#### EXERCISE:
Here is a block of records. Copy every line in it that includes "brown".

#### RECORDS SUPPLIED:
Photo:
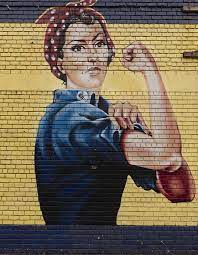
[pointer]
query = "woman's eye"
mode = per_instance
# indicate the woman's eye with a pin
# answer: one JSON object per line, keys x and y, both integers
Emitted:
{"x": 100, "y": 44}
{"x": 77, "y": 48}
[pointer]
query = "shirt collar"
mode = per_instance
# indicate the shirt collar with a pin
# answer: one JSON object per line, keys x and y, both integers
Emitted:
{"x": 65, "y": 96}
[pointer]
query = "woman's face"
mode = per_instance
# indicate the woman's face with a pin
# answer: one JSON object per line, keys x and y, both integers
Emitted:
{"x": 85, "y": 56}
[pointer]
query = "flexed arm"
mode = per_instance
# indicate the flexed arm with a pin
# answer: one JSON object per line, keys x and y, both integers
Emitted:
{"x": 160, "y": 151}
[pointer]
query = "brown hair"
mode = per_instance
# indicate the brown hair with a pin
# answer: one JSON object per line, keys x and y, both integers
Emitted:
{"x": 59, "y": 19}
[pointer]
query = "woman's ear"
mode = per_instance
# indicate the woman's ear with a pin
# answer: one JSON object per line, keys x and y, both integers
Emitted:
{"x": 60, "y": 65}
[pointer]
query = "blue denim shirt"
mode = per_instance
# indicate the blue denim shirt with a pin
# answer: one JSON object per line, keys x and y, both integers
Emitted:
{"x": 80, "y": 169}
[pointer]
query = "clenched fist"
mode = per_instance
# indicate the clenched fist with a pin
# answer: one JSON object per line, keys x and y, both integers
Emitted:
{"x": 136, "y": 57}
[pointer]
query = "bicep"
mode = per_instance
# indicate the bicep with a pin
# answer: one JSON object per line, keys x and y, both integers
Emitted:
{"x": 142, "y": 150}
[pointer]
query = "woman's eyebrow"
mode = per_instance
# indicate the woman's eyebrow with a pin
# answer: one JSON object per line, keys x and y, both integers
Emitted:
{"x": 95, "y": 37}
{"x": 78, "y": 41}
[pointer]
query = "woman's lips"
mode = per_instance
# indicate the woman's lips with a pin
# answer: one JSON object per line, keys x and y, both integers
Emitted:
{"x": 93, "y": 71}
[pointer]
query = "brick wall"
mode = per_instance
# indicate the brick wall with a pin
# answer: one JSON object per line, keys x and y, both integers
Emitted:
{"x": 27, "y": 89}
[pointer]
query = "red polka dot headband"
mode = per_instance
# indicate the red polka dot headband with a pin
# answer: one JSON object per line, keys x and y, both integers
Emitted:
{"x": 57, "y": 18}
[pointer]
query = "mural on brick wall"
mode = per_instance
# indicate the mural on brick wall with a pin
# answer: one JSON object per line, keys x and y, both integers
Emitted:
{"x": 86, "y": 146}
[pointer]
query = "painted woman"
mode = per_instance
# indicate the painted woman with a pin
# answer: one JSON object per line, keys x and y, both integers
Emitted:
{"x": 86, "y": 147}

#### EXERCISE SOLUTION:
query = "brown hair"
# indicate the brown hair with a pin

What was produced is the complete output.